§ **WRITTEN REQUEST**: Quote each of the records below verbatim, line for line.

§ **RECORDS PROVIDED**:
>>>>>
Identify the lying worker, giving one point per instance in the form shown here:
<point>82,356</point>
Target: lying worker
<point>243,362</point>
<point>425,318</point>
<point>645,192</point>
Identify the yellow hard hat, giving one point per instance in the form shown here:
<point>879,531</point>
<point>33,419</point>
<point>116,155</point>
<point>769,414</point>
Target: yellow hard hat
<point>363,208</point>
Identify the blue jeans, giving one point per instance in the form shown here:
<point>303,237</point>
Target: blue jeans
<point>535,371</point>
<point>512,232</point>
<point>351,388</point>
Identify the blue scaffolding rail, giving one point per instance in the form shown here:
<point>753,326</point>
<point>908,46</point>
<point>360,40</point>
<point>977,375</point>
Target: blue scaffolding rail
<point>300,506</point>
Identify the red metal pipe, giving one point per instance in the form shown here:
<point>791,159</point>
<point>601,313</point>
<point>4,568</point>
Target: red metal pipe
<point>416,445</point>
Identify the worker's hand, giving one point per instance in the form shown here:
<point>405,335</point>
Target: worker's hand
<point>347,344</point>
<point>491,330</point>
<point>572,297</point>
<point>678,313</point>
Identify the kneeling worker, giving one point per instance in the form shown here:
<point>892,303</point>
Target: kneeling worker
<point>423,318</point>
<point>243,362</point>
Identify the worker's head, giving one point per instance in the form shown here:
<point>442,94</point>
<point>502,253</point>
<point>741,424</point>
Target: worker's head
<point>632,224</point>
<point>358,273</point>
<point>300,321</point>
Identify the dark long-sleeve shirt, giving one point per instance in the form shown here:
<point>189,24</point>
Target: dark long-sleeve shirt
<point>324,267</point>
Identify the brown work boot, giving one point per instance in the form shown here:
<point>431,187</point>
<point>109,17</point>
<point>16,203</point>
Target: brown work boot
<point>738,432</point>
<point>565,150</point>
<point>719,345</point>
<<<<<
§ **THE SOLUTION**:
Identify the lying worker, giving one point per instance in the form shown here:
<point>82,356</point>
Target: lying worker
<point>243,362</point>
<point>425,318</point>
<point>645,192</point>
Identify the yellow hard hat, giving one point per instance in the form shown here:
<point>879,531</point>
<point>33,419</point>
<point>116,155</point>
<point>769,414</point>
Target: yellow hard hat
<point>363,208</point>
Identify the blue jeans, giving one point per instance in the form shown here:
<point>303,237</point>
Target: blue jeans
<point>535,371</point>
<point>512,232</point>
<point>351,388</point>
Identify the blue scaffolding rail, giving one point per instance in the form shown here:
<point>753,326</point>
<point>908,46</point>
<point>360,40</point>
<point>977,375</point>
Target: blue scaffolding rail
<point>300,506</point>
Identify the red metal pipe, giving one point per instance in the form shown here:
<point>791,159</point>
<point>601,313</point>
<point>4,568</point>
Target: red metal pipe
<point>416,445</point>
Identify the worker's hand, giving one point per instance in the form shown here:
<point>405,335</point>
Target: worker's hand
<point>347,344</point>
<point>491,330</point>
<point>572,297</point>
<point>678,313</point>
Identify the kneeling worker, giving one point per instance in the form shown here:
<point>892,303</point>
Target: kneeling worker
<point>423,318</point>
<point>243,362</point>
Identify the worker's head, giving one point per instance in the form shown here:
<point>442,94</point>
<point>502,253</point>
<point>741,424</point>
Target: worker's head
<point>632,224</point>
<point>358,273</point>
<point>300,321</point>
Identify the dark long-sleeve shirt, giving one point per instance in the form shown here:
<point>189,24</point>
Target: dark long-sleeve shirt
<point>324,267</point>
Identify the brown work boot, giving one point per instance in the form shown here:
<point>431,187</point>
<point>109,17</point>
<point>16,203</point>
Target: brown work boot
<point>738,432</point>
<point>565,150</point>
<point>719,345</point>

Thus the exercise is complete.